*WHAT THE EXERCISE ASKS*. Update the material below by putting "pepper grain" wherever "peppercorn" appears. Leave every other part unchanged.

*Data taken from a collection*.
# # #
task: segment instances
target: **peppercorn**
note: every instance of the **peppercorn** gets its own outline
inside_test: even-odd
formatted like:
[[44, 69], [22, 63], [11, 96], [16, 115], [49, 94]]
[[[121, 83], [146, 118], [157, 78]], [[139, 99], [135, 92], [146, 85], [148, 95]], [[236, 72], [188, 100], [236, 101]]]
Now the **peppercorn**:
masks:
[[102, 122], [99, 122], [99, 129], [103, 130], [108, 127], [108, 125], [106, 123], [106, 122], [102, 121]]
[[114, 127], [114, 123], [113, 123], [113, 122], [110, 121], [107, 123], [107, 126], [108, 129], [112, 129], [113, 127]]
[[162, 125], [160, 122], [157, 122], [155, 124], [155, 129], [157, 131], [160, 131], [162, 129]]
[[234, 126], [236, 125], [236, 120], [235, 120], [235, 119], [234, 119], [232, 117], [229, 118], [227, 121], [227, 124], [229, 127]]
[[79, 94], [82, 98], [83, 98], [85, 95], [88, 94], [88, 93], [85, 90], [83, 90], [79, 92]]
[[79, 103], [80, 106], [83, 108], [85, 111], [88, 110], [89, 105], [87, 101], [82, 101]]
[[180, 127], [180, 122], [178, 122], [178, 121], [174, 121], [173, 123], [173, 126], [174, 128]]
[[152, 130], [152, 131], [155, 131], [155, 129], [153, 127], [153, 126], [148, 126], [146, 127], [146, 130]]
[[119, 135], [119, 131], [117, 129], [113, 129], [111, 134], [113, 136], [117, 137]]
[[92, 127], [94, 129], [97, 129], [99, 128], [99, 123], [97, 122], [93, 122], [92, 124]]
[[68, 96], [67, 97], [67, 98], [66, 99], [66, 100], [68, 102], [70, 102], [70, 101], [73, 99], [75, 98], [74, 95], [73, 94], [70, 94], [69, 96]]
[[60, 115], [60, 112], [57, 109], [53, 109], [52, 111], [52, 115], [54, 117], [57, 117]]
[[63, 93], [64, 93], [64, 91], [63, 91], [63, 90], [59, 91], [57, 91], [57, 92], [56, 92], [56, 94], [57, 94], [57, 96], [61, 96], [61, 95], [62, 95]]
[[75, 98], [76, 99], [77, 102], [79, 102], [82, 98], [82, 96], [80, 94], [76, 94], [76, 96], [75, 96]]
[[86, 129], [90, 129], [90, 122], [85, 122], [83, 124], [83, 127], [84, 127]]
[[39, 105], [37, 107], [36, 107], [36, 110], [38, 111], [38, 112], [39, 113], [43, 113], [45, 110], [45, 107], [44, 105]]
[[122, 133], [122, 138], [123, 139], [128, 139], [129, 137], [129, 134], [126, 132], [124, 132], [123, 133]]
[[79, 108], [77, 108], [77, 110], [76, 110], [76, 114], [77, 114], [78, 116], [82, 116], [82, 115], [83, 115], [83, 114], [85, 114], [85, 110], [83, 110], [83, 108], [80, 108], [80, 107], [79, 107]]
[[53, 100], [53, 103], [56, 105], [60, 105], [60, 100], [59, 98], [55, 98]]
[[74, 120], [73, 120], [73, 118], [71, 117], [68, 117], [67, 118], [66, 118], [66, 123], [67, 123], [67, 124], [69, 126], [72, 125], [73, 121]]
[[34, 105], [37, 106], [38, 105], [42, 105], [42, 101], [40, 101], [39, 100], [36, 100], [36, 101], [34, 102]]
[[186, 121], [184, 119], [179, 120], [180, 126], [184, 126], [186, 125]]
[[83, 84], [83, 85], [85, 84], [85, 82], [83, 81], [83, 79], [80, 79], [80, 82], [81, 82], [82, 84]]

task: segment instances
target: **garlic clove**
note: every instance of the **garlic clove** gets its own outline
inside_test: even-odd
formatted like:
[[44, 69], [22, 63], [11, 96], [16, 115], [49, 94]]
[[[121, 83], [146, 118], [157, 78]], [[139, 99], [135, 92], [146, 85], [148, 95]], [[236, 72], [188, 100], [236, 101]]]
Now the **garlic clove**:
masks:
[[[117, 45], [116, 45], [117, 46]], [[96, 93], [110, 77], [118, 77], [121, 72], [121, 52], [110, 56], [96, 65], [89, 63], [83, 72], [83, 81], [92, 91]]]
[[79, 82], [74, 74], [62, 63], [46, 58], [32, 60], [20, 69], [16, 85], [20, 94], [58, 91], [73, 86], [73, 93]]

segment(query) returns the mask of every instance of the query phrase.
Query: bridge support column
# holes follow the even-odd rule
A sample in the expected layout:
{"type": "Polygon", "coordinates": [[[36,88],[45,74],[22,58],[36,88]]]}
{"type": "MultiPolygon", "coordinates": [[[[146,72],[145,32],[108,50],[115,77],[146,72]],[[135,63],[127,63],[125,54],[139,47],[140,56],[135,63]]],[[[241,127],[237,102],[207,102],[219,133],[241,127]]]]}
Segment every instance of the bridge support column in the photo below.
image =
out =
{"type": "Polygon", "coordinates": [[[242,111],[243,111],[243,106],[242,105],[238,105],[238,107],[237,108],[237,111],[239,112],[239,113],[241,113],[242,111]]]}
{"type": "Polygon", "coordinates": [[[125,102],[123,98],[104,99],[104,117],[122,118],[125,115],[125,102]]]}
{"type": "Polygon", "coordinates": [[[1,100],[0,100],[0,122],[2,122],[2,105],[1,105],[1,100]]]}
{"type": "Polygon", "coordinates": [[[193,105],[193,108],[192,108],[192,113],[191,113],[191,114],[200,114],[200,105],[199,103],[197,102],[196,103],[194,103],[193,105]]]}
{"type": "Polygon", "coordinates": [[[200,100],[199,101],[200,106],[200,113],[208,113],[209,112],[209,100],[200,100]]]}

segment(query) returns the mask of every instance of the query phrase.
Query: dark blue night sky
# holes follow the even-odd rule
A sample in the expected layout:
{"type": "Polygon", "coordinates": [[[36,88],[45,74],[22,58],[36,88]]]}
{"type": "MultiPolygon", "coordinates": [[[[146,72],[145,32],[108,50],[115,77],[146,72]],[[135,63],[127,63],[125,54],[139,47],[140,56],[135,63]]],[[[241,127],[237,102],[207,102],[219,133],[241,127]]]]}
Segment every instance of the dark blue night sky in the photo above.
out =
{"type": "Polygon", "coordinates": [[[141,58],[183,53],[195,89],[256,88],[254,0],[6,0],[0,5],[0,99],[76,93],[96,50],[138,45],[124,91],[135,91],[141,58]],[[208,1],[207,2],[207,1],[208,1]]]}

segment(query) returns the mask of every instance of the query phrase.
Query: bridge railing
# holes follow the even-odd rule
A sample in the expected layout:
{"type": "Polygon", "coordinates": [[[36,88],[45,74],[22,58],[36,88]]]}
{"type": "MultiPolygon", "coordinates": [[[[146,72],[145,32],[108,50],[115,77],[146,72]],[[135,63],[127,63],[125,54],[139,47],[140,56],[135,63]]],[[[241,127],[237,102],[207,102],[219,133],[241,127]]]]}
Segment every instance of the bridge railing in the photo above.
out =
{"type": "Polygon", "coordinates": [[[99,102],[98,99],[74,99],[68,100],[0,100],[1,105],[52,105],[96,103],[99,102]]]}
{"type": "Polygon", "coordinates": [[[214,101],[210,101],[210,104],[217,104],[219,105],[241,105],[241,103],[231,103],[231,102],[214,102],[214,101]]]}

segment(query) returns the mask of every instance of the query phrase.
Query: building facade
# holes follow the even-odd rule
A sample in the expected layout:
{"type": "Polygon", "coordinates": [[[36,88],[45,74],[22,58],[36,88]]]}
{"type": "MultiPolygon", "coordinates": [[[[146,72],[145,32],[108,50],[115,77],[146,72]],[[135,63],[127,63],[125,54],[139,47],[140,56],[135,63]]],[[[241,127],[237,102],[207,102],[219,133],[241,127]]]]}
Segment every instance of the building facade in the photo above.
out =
# # #
*WORKED SOLUTION*.
task: segment instances
target: **pepper grain**
note: every instance of the **pepper grain** gets its own outline
inside_test: even-odd
formatted like:
[[44, 69], [22, 63], [11, 96], [16, 115], [49, 94]]
[[[121, 83], [146, 118], [157, 78]], [[139, 99], [135, 92], [146, 85], [148, 95]], [[236, 72], [188, 100], [236, 101]]]
Now the **pepper grain**:
masks:
[[102, 122], [99, 122], [99, 129], [103, 130], [108, 127], [108, 125], [106, 123], [106, 122], [102, 121]]
[[114, 127], [114, 123], [113, 123], [113, 122], [110, 121], [107, 123], [107, 126], [108, 129], [112, 129], [113, 127]]
[[162, 125], [160, 122], [157, 122], [155, 124], [155, 129], [157, 131], [160, 131], [162, 129]]
[[234, 126], [236, 125], [236, 120], [235, 120], [235, 119], [234, 119], [232, 117], [229, 118], [227, 121], [227, 124], [229, 127]]
[[79, 94], [82, 98], [83, 98], [85, 95], [88, 94], [88, 93], [85, 90], [83, 90], [79, 92]]
[[79, 103], [80, 106], [83, 108], [85, 111], [88, 110], [89, 105], [87, 101], [82, 101]]
[[180, 127], [180, 122], [178, 122], [178, 121], [174, 121], [173, 123], [173, 126], [174, 128]]
[[152, 130], [152, 131], [155, 131], [155, 129], [153, 127], [153, 126], [148, 126], [146, 127], [146, 130]]
[[119, 135], [119, 131], [117, 129], [113, 129], [111, 134], [113, 136], [117, 137]]
[[92, 127], [94, 129], [97, 129], [99, 128], [99, 123], [97, 122], [93, 122], [92, 124]]
[[68, 96], [67, 97], [67, 98], [66, 99], [66, 100], [68, 102], [70, 102], [70, 101], [73, 99], [75, 98], [74, 95], [73, 94], [70, 94], [69, 96]]
[[60, 115], [60, 112], [57, 109], [53, 109], [52, 111], [52, 115], [54, 117], [57, 117]]
[[63, 93], [64, 93], [64, 91], [63, 91], [63, 90], [59, 91], [57, 91], [57, 92], [56, 92], [56, 94], [57, 94], [57, 96], [61, 96], [61, 95], [62, 95]]
[[75, 98], [76, 99], [77, 102], [79, 102], [82, 98], [82, 96], [80, 94], [76, 94], [76, 96], [75, 96]]
[[86, 129], [90, 129], [90, 122], [85, 122], [83, 124], [83, 127], [84, 127]]
[[39, 105], [37, 107], [36, 107], [36, 110], [38, 111], [38, 112], [39, 113], [43, 113], [45, 110], [45, 107], [44, 105]]
[[122, 133], [122, 138], [123, 139], [128, 139], [129, 137], [129, 134], [126, 132], [124, 132], [123, 133]]
[[79, 108], [77, 108], [77, 110], [76, 110], [76, 114], [77, 114], [78, 116], [82, 116], [82, 115], [83, 115], [83, 114], [85, 114], [85, 110], [83, 110], [83, 108], [80, 108], [80, 107], [79, 107]]
[[53, 100], [53, 103], [56, 105], [60, 105], [60, 100], [59, 98], [55, 98]]
[[74, 120], [73, 120], [73, 118], [71, 117], [68, 117], [67, 118], [66, 118], [66, 123], [67, 123], [67, 124], [69, 126], [72, 125], [73, 121]]
[[34, 105], [37, 106], [38, 105], [42, 105], [42, 101], [40, 101], [39, 100], [36, 100], [36, 101], [34, 102]]
[[186, 121], [184, 119], [179, 120], [180, 126], [184, 126], [186, 125]]
[[83, 84], [83, 85], [85, 84], [85, 82], [83, 81], [83, 79], [80, 79], [80, 82], [81, 82], [82, 84]]

task: segment instances
target: **garlic clove**
note: every instance of the **garlic clove** gets its own outline
inside_test: even-odd
formatted like:
[[44, 69], [22, 63], [11, 96], [16, 115], [49, 94]]
[[[121, 83], [146, 118], [157, 78]], [[139, 99], [135, 92], [146, 85], [148, 95]], [[236, 72], [188, 100], [236, 101]]]
Now the **garlic clove**:
masks:
[[[117, 45], [116, 45], [117, 46]], [[96, 93], [110, 77], [118, 77], [121, 72], [121, 52], [110, 56], [96, 65], [89, 63], [83, 72], [83, 81], [92, 91]]]
[[79, 82], [74, 74], [62, 63], [46, 58], [32, 60], [20, 69], [16, 85], [20, 94], [58, 91], [73, 86], [73, 93]]

segment(query) returns the mask of every instance of the query phrase.
Query: bridge support column
# holes follow the even-odd rule
A sample in the expected layout:
{"type": "Polygon", "coordinates": [[[36,88],[45,74],[22,58],[36,88]]]}
{"type": "MultiPolygon", "coordinates": [[[[146,72],[145,32],[108,50],[115,77],[146,72]],[[135,63],[127,63],[125,54],[139,47],[140,56],[135,63]]],[[[241,127],[237,102],[207,102],[219,133],[241,127]]]]}
Segment every instance of the bridge support column in the photo below.
image =
out =
{"type": "Polygon", "coordinates": [[[242,111],[243,111],[243,106],[242,105],[238,105],[238,107],[237,108],[237,111],[239,112],[239,113],[241,113],[242,111]]]}
{"type": "Polygon", "coordinates": [[[125,102],[123,98],[104,99],[104,117],[122,118],[125,115],[125,102]]]}
{"type": "Polygon", "coordinates": [[[1,100],[0,100],[0,122],[2,122],[2,105],[1,105],[1,100]]]}
{"type": "Polygon", "coordinates": [[[193,105],[193,108],[192,108],[192,113],[191,113],[191,114],[200,114],[200,105],[199,103],[197,102],[196,103],[194,103],[193,105]]]}
{"type": "Polygon", "coordinates": [[[200,100],[199,101],[200,106],[200,113],[208,113],[209,112],[209,100],[200,100]]]}

segment(query) returns the mask of every instance of the query phrase.
Query: dark blue night sky
# holes follow the even-odd rule
A sample in the expected layout:
{"type": "Polygon", "coordinates": [[[36,88],[45,74],[22,58],[36,88]]]}
{"type": "MultiPolygon", "coordinates": [[[[146,72],[145,32],[108,50],[115,77],[146,72]],[[135,63],[127,63],[125,54],[139,47],[140,56],[135,63]]],[[[241,127],[237,102],[207,102],[219,133],[241,127]]]]}
Segment every instance of the dark blue night sky in the photo above.
out =
{"type": "Polygon", "coordinates": [[[141,58],[183,53],[195,89],[256,88],[254,0],[6,0],[0,5],[0,99],[76,93],[96,50],[138,45],[124,91],[135,91],[141,58]],[[208,1],[207,2],[207,1],[208,1]]]}

segment(query) returns the mask of every instance of the query phrase.
Query: bridge railing
# holes follow the even-odd rule
A sample in the expected layout:
{"type": "Polygon", "coordinates": [[[36,88],[45,74],[22,58],[36,88]]]}
{"type": "MultiPolygon", "coordinates": [[[[146,72],[145,32],[108,50],[115,77],[146,72]],[[135,63],[127,63],[125,54],[139,47],[140,56],[135,63]]],[[[241,127],[237,102],[207,102],[219,133],[241,127]]]]}
Segment every instance of the bridge railing in the photo above.
out =
{"type": "Polygon", "coordinates": [[[99,102],[98,99],[74,99],[68,100],[0,100],[1,105],[52,105],[96,103],[99,102]]]}
{"type": "Polygon", "coordinates": [[[214,101],[210,101],[210,104],[217,104],[219,105],[241,105],[241,103],[231,103],[231,102],[214,102],[214,101]]]}

segment(query) returns the mask of every instance of the query phrase.
Query: building facade
# holes follow the even-odd rule
A sample in the expected layout:
{"type": "Polygon", "coordinates": [[[36,88],[45,74],[22,58],[36,88]]]}
{"type": "MultiPolygon", "coordinates": [[[[146,72],[145,32],[108,50],[115,77],[146,72]],[[135,63],[127,63],[125,54],[139,47],[140,56],[135,63]]],[[[241,127],[237,102],[207,102],[219,133],[241,127]]]]}
Segment every instance of the building facade in the photo above.
out =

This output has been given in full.